While blockchain was originally developed as part of digital currency, people are realizing that at its core, it is a way to transfer any kind of information in a fast and private way and that it can be useful for any kind of information or value transfer that typically involves an intermediary. This realization has spurred intense development activity in the market. In fact, people in the field are comparing it to the early stages in the development of the Internet, and there are similar levels of capital investment in startups related to blockchain services and applications as there was in the development of the Internet in the mid-1990s. Just as the Internet relies on services such as browsers and email clients to help consumers access its capabilities, blockchain technology’s utility and continued development will rely on innovation by new service providers.

Since the blockchain mechanism was originally conceived as a financial exchange tool for Bitcoins, much of the innovation activity so far has been in financial applications. It is important to note, however, that a coin on a blockchain could easily represent more than Bitcoins or money. It could represent a house, a car, a stock, or even a vote or an identity. Arguably, a coin could represent any kind of information or any piece of data. It is this realization that is sparking growth in this sector, including the development of new applications and increased interest in this technology by major players.

New Applications and Services

Developers are beginning to create and market novel uses of blockchain, which has the potential to disrupt any sector that uses intermediaries to verify or track the transfer of information. Some of the major application areas include financial services, the transfer of property, the execution of contracts, authentication services, network and device management, and records management. This has led the Institute of Electrical and Electronics Engineers to suggest that “the possibilities are endless and that money is only the first, and perhaps the most boring, application enabled by Bitcoin technology.”

Strengths and Weaknesses of Blockchain Technology

Blockchain transactions are quite different from typical transactions. They have unique attributes that offer users a number of potential benefits. These benefits are what have sparked the interest in this technology and innovation in this area. On the other hand, as with any new technology, there are still many challenges associated with blockchain that are important to consider.

The OIG collaborated closely with Swiss Economics to outline the benefits and shortcomings of blockchain technology. These strengths and weaknesses emerged within the context of financial applications of blockchain, but they also apply to other application areas.

## DATA SHOWN:

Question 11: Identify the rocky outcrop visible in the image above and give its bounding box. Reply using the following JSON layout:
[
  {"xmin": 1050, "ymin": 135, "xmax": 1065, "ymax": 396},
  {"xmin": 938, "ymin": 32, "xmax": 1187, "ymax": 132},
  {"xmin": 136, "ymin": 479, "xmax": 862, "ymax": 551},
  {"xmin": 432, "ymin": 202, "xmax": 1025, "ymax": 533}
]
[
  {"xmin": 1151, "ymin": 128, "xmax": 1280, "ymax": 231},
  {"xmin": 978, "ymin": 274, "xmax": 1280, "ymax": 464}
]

## WHAT TO WORK ON:
• A. Write out the portion of the blockchain passage that opens with the words containing "Blockchain transactions are" and closes with "important to consider.".
• B. Can you condense the paragraph of the blockchain passage beginning "Developers are beginning to create" into a short bulleted list that keeps its main facts?

## THE SOLUTIONS:
• A.
Blockchain transactions are quite different from typical transactions. They have unique attributes that offer users a number of potential benefits. These benefits are what have sparked the interest in this technology and innovation in this area. On the other hand, as with any new technology, there are still many challenges associated with blockchain that are important to consider.

• B.
- Developers are starting to create and market new uses of blockchain. It could disrupt any sector that relies on intermediaries to verify or track information transfers.
- Major application areas include financial services, property transfer, contract execution, authentication services, network and device management, and records management.
- The Institute of Electrical and Electronics Engineers suggests the possibilities are endless. It calls money only the first, and perhaps the most boring, application of Bitcoin technology.